Problem to solve: Scan the data. Collect each line that contains the word "terracotta".

>>

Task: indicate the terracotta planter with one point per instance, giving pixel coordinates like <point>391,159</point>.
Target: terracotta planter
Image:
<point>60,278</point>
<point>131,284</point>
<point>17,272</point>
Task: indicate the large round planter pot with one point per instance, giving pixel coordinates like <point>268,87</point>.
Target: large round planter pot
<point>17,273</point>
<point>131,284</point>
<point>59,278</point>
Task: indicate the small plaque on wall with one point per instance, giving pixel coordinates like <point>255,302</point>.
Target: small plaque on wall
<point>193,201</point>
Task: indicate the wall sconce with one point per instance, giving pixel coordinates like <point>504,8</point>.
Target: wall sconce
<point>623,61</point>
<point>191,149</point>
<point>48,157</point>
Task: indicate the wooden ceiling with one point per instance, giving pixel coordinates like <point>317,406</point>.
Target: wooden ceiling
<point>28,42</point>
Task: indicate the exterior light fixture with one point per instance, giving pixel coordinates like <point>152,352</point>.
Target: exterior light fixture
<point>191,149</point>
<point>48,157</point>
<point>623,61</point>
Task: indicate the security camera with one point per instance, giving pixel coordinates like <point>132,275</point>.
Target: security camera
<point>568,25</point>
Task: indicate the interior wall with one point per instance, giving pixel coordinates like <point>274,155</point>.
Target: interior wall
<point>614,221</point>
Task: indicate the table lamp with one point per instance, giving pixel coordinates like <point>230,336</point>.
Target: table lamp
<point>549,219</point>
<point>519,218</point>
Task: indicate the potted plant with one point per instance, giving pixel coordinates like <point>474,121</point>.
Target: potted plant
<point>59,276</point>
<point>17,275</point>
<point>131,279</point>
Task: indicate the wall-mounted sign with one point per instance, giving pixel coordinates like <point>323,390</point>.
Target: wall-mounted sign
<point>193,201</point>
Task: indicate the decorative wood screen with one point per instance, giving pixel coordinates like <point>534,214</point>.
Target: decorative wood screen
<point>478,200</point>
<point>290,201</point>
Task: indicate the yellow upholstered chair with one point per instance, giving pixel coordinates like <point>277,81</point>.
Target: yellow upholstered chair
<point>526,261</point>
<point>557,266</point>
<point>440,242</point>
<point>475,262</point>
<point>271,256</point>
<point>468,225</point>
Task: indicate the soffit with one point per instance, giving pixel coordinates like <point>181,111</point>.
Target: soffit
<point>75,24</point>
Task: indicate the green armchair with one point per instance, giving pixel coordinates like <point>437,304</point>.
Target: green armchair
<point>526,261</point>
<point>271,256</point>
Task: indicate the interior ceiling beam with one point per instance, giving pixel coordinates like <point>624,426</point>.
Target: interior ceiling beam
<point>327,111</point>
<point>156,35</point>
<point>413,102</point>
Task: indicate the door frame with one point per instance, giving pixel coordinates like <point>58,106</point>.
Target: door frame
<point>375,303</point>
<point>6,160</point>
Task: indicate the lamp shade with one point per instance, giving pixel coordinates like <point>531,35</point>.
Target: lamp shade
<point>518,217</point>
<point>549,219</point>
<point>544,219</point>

<<

Output below:
Task: indicate the terracotta planter with one point per instance, giving pixel coordinates like <point>391,159</point>.
Target: terracotta planter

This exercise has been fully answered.